To do: Output every record below precisely as it is written.

Dataset entries:
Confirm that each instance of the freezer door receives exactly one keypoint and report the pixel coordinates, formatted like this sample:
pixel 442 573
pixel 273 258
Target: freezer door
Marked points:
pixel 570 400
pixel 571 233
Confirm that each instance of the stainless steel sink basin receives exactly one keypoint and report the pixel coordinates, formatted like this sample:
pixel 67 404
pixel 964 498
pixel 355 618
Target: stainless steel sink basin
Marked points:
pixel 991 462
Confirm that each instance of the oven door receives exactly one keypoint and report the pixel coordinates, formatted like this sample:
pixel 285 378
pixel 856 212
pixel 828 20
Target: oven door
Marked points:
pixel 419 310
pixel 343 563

Exercise answer:
Confirm that each instance of the freezer door receives exactly one keypoint and report the pixel coordinates, formatted like this sample:
pixel 442 573
pixel 273 258
Target: freezer door
Marked points:
pixel 570 400
pixel 571 233
Confirm that each instance of the stainless steel sink basin receives exactly one keypoint and report the pixel coordinates, formatted like this sample:
pixel 67 404
pixel 964 498
pixel 355 618
Target: stainless steel sink basin
Marked points:
pixel 991 462
Confirm that each instance of the oven door receives exactly one keypoint and report the pixel coordinates, formatted like this sample:
pixel 285 378
pixel 856 212
pixel 828 20
Target: oven door
Marked points:
pixel 419 310
pixel 343 563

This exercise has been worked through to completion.